Text to read:

# Push blower fab work



## T-Trim (Nov 5, 2004)

Does anybody have a good idea about the size i should make my blower housing that I'm trying to fab I'm going to use a 15.5" fan that about 3" wide.

I was going to start at maybe 20" by 4" ,but i'm not sure.
I was hoping somebody had a formula to figure it out.


Thank you for your time and effort

Tony


----------



## bugman (Aug 12, 2004)

add a inch or more to your size of the fan that might work because i know you should have around a half inch for space and air intake.


----------



## T-Trim (Nov 5, 2004)

I've already build the fan and balance it too
just need to know a good starting point on the fan housing.


----------



## T-Trim (Nov 5, 2004)

I'm also going to use it as a leaf vac too like merry mac blowers

Tony


----------



## bugman (Aug 12, 2004)

what are you going to use to power it. a electric motor would be the easy choice but with a motor you could take a salvaged housing or make one. have the pully or what ever on one side that is held by three or more brackets. kind of like a leaf blower but able to go both ways. but an electic motor would work for blowing leaves then sucking them up. but a good starting point on making the blower housing would be the sides then you can work from there.


----------



## T-Trim (Nov 5, 2004)

I going to use a 8hp b/s i/c plus 
And what do you mean by sides the thickness of the housing it self?
I figure a good starting point on the opening on the front for in take,
but need help still with housing height to fan ratio.


----------



## bugman (Aug 12, 2004)

you can start with what the fan connects to. strong metal is needed. what kind of fan are you using


----------



## bugman (Aug 12, 2004)

Information shown:
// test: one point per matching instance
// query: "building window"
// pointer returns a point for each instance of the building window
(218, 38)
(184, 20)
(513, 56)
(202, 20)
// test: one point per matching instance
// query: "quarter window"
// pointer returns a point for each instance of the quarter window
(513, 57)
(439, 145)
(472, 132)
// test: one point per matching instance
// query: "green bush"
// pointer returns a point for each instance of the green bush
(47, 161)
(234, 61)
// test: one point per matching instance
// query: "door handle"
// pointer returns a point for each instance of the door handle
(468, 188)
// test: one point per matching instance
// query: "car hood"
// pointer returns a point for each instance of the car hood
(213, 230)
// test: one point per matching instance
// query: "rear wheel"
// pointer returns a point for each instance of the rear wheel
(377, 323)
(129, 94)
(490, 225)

Directions for this task: Rewrite the blower thread between "what are you" and "to fan ratio.", inclusive, putting "shroud" wherever "housing" appears.

Problem solution:
what are you going to use to power it. a electric motor would be the easy choice but with a motor you could take a salvaged shroud or make one. have the pully or what ever on one side that is held by three or more brackets. kind of like a leaf blower but able to go both ways. but an electic motor would work for blowing leaves then sucking them up. but a good starting point on making the blower shroud would be the sides then you can work from there.


----------



## T-Trim (Nov 5, 2004)

I going to use a 8hp b/s i/c plus 
And what do you mean by sides the thickness of the shroud it self?
I figure a good starting point on the opening on the front for in take,
but need help still with shroud height to fan ratio.